FRAGMENTO SELECCIONADO ->
== == ==

El momento histórico de la Transición.
A la altura de 1975, con la Guerra Fría extendiéndose por los países del Tercer Mundo, el futuro de España preocupaba vivamente a las grandes potencias occidentales, como Estados Unidos o la República Federal Alemana, que temía la desestabilización del continente, especialmente tras el triunfo de la revolución de los Claveles en Portugal y el final de la dictadura de los coroneles en Grecia, bajo la presión de la invasión turca de Chipre. Los conflictos políticos quizá volvieran a prender con intensidad en España y políticos como el social-demócrata alemán Willy Brandt ayudaron a un cambio pacífico y gradual.
Lo cierto es que la España de 1975 no era la de 1936 y se había verificado un enorme cambio sociológico, no deseando la inmensa mayoría de sus gentes volver a vivir los sufrimientos de una nueva guerra civil. El drama de 1936-39 se convirtió en una severa advertencia para alejarse de posiciones extremas y lograr otras más conciliadoras.

== == ==

MATERIAL PROPORCIONADO ->
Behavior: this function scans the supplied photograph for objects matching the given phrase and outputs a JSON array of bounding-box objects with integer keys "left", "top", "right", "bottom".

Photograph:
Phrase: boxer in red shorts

== == ==

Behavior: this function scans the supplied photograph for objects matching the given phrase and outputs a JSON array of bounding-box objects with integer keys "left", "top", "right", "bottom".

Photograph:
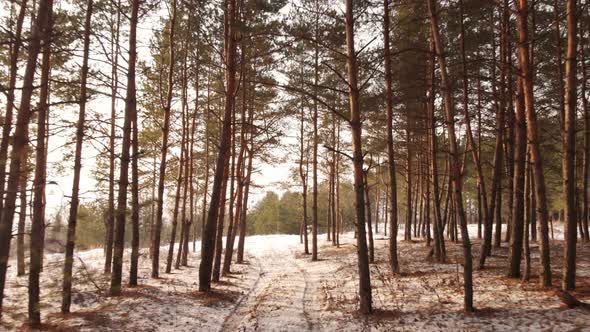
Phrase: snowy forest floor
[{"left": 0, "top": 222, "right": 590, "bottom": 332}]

== == ==

TAREA INDICADA 1 -> Haz una lista de todos los países que se nombran en el texto sobre la Transición.
TAREA INDICADA 2 -> Copia sin cambiar nada el trozo del texto sobre la Transición que va desde "Lo cierto es" hasta "otras más conciliadoras.".
TAREA INDICADA 3 -> Continúa el texto sobre la Transición española a partir del punto en que se detiene.
Los registros no tienen ningún papel aquí.

RESPUESTA DADA 1 ->
España
Estados Unidos
República Federal Alemana
Portugal
Grecia
Chipre

RESPUESTA DADA 2 ->
Lo cierto es que la España de 1975 no era la de 1936 y se había verificado un enorme cambio sociológico, no deseando la inmensa mayoría de sus gentes volver a vivir los sufrimientos de una nueva guerra civil. El drama de 1936-39 se convirtió en una severa advertencia para alejarse de posiciones extremas y lograr otras más conciliadoras.

RESPUESTA DADA 3 ->
La modernización institucional era necesaria para lograr un objetivo muy deseado, el ingreso de España en la Comunidad Económica Europea, especialmente en las duras circunstancias de la crisis del petróleo. Tal objetivo entroncaba con el europeísmo defendido por destacados intelectuales de la Edad de Plata de nuestra cultura.
A la muerte de Franco.
Con la España oficial en sentido duelo y la de la clandestinidad entre la alegría y la incertidumbre, se estableció entre el 20 y el 21 de noviembre de 1975 un fugaz consejo de Regencia, pues las Leyes Fundamentales definían a España como reino.
El 22 era proclamado rey Juan Carlos I, elegido como sucesor por Franco, en un acto de coronación que a muchos comentaristas recordó a otros tiempos, a los de Carlomagno para algunos. Gran fama logró la homilía del reformista monseñor Tarancón del 27 de noviembre, cuando recordó al nuevo monarca que debería serlo de “todos los españoles”.
En la oposición democrática había una gran desconfianza y se pensaba que el franquismo iba a sobrevivir a Franco, especialmente cuando en el consejo del reino tomaron asiento significados franquistas. Con todo, en el círculo del rey se movía Torcuato Fernández Miranda, el que fuera su profesor de Derecho Político, que era partidario de la reforma de las Leyes Fundamentales para pasar de la Ley a la Ley.
La continuidad de Arias Navarro en la presidencia del gobierno.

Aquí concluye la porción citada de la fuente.